> Work required
Reproduce these records with "Point out" replaced by "Locate" wherever it occurs, and leave everything else unchanged. Omit the pictures.

┌──

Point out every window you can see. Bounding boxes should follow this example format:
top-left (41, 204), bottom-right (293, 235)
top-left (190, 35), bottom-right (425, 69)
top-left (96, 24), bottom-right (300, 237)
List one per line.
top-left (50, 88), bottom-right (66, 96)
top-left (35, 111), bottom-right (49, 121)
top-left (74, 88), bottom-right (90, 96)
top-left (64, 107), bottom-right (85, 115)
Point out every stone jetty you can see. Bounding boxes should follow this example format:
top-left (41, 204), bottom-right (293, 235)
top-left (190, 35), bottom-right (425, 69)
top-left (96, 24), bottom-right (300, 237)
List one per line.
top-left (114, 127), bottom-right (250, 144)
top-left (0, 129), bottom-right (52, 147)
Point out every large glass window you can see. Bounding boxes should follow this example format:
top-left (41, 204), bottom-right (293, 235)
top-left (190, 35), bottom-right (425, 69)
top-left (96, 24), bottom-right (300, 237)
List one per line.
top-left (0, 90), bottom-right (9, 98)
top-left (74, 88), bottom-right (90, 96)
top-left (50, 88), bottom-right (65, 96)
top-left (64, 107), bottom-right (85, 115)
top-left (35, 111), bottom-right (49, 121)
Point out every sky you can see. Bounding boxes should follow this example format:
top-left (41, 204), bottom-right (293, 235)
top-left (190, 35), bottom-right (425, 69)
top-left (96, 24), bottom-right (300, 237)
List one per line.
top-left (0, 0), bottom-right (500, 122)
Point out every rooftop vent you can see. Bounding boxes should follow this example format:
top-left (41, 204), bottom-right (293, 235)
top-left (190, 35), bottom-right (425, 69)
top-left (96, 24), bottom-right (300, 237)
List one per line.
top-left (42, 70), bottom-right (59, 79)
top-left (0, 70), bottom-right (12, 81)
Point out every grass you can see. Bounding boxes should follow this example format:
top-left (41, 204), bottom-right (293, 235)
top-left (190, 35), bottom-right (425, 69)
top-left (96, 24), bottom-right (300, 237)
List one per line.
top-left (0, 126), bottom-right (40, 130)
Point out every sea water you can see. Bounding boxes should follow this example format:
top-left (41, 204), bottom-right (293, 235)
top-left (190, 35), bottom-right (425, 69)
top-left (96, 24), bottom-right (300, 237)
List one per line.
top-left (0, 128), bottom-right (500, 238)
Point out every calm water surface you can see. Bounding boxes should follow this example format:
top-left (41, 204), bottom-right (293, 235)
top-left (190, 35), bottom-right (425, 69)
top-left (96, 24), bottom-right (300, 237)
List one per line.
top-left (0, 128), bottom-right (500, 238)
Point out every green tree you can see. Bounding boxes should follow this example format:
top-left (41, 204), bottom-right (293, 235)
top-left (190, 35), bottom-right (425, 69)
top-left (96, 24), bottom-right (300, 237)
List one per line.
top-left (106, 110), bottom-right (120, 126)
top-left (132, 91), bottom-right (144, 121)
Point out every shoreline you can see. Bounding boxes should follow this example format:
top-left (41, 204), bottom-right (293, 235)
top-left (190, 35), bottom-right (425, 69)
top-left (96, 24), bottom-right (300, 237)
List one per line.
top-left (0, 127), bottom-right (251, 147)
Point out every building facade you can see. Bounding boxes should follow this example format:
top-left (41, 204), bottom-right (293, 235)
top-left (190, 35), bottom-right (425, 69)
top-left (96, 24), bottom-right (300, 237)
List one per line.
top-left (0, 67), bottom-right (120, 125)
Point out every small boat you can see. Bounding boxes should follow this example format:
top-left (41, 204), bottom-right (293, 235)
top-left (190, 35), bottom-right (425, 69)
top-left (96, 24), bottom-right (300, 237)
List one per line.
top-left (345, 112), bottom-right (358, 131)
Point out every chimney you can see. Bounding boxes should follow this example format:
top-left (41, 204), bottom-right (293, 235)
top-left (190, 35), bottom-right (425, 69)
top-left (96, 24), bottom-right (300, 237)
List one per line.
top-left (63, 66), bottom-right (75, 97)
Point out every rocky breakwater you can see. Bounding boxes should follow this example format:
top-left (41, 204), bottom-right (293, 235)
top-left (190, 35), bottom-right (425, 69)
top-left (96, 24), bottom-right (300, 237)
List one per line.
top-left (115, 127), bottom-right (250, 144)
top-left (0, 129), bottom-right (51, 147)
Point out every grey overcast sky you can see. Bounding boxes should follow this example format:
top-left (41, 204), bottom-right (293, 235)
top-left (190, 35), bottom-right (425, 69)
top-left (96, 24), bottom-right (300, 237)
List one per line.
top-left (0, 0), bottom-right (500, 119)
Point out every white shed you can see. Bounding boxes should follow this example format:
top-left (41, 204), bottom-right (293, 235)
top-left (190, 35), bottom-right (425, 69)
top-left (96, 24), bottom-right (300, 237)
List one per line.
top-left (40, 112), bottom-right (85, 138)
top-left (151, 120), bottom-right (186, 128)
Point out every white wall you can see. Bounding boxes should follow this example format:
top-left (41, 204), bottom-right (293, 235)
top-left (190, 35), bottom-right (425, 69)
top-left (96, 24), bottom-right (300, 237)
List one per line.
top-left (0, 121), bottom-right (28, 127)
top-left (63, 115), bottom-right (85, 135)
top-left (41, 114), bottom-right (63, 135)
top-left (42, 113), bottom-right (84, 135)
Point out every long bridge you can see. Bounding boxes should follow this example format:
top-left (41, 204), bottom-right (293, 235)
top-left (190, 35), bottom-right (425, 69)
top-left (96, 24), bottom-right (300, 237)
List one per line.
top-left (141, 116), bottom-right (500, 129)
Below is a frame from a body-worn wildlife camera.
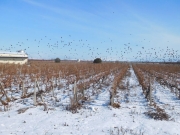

└──

> The output
Locate every window you can see. Bounding boxes should follow this example format:
top-left (41, 204), bottom-right (293, 235)
top-left (190, 35), bottom-right (425, 69)
top-left (96, 24), bottom-right (300, 237)
List one per line.
top-left (50, 88), bottom-right (66, 96)
top-left (35, 111), bottom-right (49, 121)
top-left (74, 88), bottom-right (90, 96)
top-left (64, 107), bottom-right (85, 115)
Locate every stone jetty you can see. Bounding boxes should follow this example format:
top-left (41, 204), bottom-right (293, 235)
top-left (190, 35), bottom-right (425, 69)
top-left (96, 24), bottom-right (300, 237)
List one per line.
top-left (114, 127), bottom-right (250, 144)
top-left (0, 129), bottom-right (52, 147)
Locate every large glass window you can see. Bounding boxes should follow this example format:
top-left (41, 204), bottom-right (293, 235)
top-left (190, 35), bottom-right (425, 69)
top-left (96, 24), bottom-right (300, 237)
List one per line.
top-left (0, 90), bottom-right (9, 98)
top-left (74, 88), bottom-right (90, 96)
top-left (50, 88), bottom-right (65, 96)
top-left (64, 107), bottom-right (85, 115)
top-left (35, 111), bottom-right (49, 121)
Locate every sky you can see. Bounding boxes should follow this example format:
top-left (41, 204), bottom-right (293, 235)
top-left (190, 35), bottom-right (425, 69)
top-left (96, 24), bottom-right (300, 237)
List one per line.
top-left (0, 0), bottom-right (500, 122)
Locate every rooftop vent you can see. Bounding boxes should follow this example format:
top-left (41, 204), bottom-right (293, 235)
top-left (190, 35), bottom-right (425, 69)
top-left (96, 24), bottom-right (300, 237)
List one per line.
top-left (42, 70), bottom-right (59, 79)
top-left (0, 70), bottom-right (12, 81)
Locate every grass you can see. Bounding boxes should follow this example format:
top-left (41, 204), bottom-right (293, 235)
top-left (190, 35), bottom-right (425, 69)
top-left (96, 24), bottom-right (300, 237)
List one per line.
top-left (0, 126), bottom-right (40, 130)
Locate every sea water you can see. Bounding boxes should follow this example format:
top-left (41, 204), bottom-right (293, 235)
top-left (190, 35), bottom-right (425, 69)
top-left (96, 24), bottom-right (300, 237)
List one per line.
top-left (0, 128), bottom-right (500, 238)
Locate every calm water surface you can see. Bounding boxes should follow this example format:
top-left (41, 204), bottom-right (293, 235)
top-left (190, 35), bottom-right (425, 69)
top-left (96, 24), bottom-right (300, 237)
List one per line.
top-left (0, 128), bottom-right (500, 238)
Locate every green tree you can see. Bounding boxes should follow this example format:
top-left (41, 204), bottom-right (293, 235)
top-left (190, 35), bottom-right (425, 69)
top-left (96, 24), bottom-right (300, 237)
List one per line.
top-left (106, 110), bottom-right (120, 126)
top-left (132, 91), bottom-right (144, 121)
Locate every shoreline you can see. Bounding boxes should follow this example format:
top-left (41, 204), bottom-right (293, 235)
top-left (190, 35), bottom-right (425, 69)
top-left (96, 24), bottom-right (300, 237)
List one per line.
top-left (0, 127), bottom-right (251, 147)
Locate every building facade you can see. Bounding boxes should follow this example format:
top-left (41, 204), bottom-right (293, 235)
top-left (190, 35), bottom-right (425, 69)
top-left (96, 24), bottom-right (300, 237)
List one per line.
top-left (0, 67), bottom-right (120, 125)
Locate every small boat you can see. Bounding boxes should follow this example format:
top-left (41, 204), bottom-right (293, 235)
top-left (190, 35), bottom-right (425, 69)
top-left (96, 24), bottom-right (300, 237)
List one per line.
top-left (345, 112), bottom-right (358, 131)
Locate every chimney you can see. Bounding boxes should follow this example format:
top-left (41, 204), bottom-right (293, 235)
top-left (190, 35), bottom-right (425, 69)
top-left (96, 24), bottom-right (300, 237)
List one per line.
top-left (63, 66), bottom-right (75, 97)
Locate every rocky breakwater you can see. Bounding boxes should follow this example format:
top-left (41, 204), bottom-right (293, 235)
top-left (190, 35), bottom-right (425, 69)
top-left (96, 24), bottom-right (300, 237)
List one per line.
top-left (115, 127), bottom-right (250, 144)
top-left (0, 129), bottom-right (51, 147)
Locate every grey overcast sky you can see. Bounding boxes should follow this example format:
top-left (41, 204), bottom-right (293, 235)
top-left (190, 35), bottom-right (425, 69)
top-left (96, 24), bottom-right (300, 237)
List one per line.
top-left (0, 0), bottom-right (500, 119)
Locate every white shed you can see. Bounding boxes should follow this example format:
top-left (41, 204), bottom-right (293, 235)
top-left (190, 35), bottom-right (425, 69)
top-left (96, 24), bottom-right (300, 237)
List one per line.
top-left (40, 112), bottom-right (85, 138)
top-left (151, 120), bottom-right (186, 128)
Locate every white wall you can see. Bounding boxes should follow this example format:
top-left (41, 204), bottom-right (293, 235)
top-left (190, 35), bottom-right (425, 69)
top-left (96, 24), bottom-right (300, 237)
List one per line.
top-left (0, 121), bottom-right (28, 127)
top-left (63, 115), bottom-right (85, 135)
top-left (41, 114), bottom-right (63, 135)
top-left (42, 113), bottom-right (84, 135)
Locate every long bridge you can see. Bounding boxes should follow this example format:
top-left (41, 204), bottom-right (293, 235)
top-left (190, 35), bottom-right (425, 69)
top-left (96, 24), bottom-right (300, 237)
List one per line.
top-left (141, 116), bottom-right (500, 129)
Below is a frame from a body-worn wildlife camera.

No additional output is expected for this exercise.